━━━ Extracted information ━━━
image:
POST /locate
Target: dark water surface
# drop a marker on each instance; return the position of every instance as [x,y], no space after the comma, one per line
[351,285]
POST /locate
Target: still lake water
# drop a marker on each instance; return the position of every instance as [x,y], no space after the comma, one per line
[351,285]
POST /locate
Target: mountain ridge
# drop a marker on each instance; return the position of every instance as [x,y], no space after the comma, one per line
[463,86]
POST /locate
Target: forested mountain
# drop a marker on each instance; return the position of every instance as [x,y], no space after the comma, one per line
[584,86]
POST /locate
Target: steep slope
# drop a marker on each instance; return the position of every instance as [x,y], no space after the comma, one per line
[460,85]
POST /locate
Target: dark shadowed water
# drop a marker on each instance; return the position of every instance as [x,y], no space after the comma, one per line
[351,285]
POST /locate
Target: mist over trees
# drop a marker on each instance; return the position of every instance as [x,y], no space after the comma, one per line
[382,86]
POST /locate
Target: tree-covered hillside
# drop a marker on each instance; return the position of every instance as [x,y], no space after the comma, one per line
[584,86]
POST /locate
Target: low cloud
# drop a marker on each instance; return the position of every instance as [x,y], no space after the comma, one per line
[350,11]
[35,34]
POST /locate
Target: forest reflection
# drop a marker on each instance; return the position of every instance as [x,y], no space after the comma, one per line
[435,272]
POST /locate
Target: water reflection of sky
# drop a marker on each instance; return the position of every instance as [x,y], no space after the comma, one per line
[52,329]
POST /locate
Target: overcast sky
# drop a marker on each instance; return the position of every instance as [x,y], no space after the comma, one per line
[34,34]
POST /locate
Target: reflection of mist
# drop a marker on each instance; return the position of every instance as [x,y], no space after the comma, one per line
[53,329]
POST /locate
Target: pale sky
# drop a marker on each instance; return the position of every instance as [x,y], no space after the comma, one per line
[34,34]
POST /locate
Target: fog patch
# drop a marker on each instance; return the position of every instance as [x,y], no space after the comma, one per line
━━━
What the exercise asks:
Output the entries exactly.

Full response:
image:
POST /locate
Target: dark water surface
# drop a marker on each instance; return the position of every instance as [x,y], no space after the comma, one per line
[351,285]
POST /locate
Target: still lake water
# drop a marker on each instance; return the position of every instance as [x,y], no space after the comma, one per line
[351,285]
POST /locate
Target: mountain ridge
# drop a marker on each instance; return the position of every instance as [x,y], no space after the comma, one per line
[463,86]
POST /locate
Target: forested mountain
# drop a marker on each instance; return the position of every instance as [x,y], no space after the comma, one per line
[584,86]
POST /locate
Target: steep slope
# drop a marker on each instance; return the position of every instance as [x,y], no space after the comma, one per line
[460,85]
POST /locate
Target: dark shadowed water
# drop a marker on each instance; return the position of every instance as [x,y], no space after the comma, one per line
[351,285]
POST /locate
Target: mist over trees
# drop a marker on each instance; return the position of every instance as [x,y], no space after the comma, one per line
[382,86]
POST /locate
Target: tree-covered hillside
# drop a marker on each instance; return the position of every instance as [x,y], no space after the comma, one per line
[584,86]
POST /locate
Target: low cloud
# drop a marker on each instance; return the position of every instance as [x,y], no space after the comma, one per line
[350,11]
[35,34]
POST /locate
Target: forest reflection
# drop a marker on each instance; return the position of every instance as [x,y], no space after the comma, one per line
[435,272]
POST /locate
Target: water reflection of sky
# drop a marker on each instance; return the position of every instance as [x,y], no space after the comma, one per line
[52,329]
POST /locate
Target: overcast sky
# drop a marker on each instance; return the position of every instance as [x,y], no space after the comma, one per line
[34,34]
POST /locate
Target: reflection of mist
# drop a marker on each instance; return the position of every instance as [x,y], no space after the comma, one per line
[53,329]
POST /locate
Target: pale sky
# drop a marker on each instance; return the position of every instance as [x,y], no space after the comma, one per line
[34,34]
POST /locate
Target: fog patch
# drop a marker on each instance; return the position of every instance as [x,y], no space after the comma, one per line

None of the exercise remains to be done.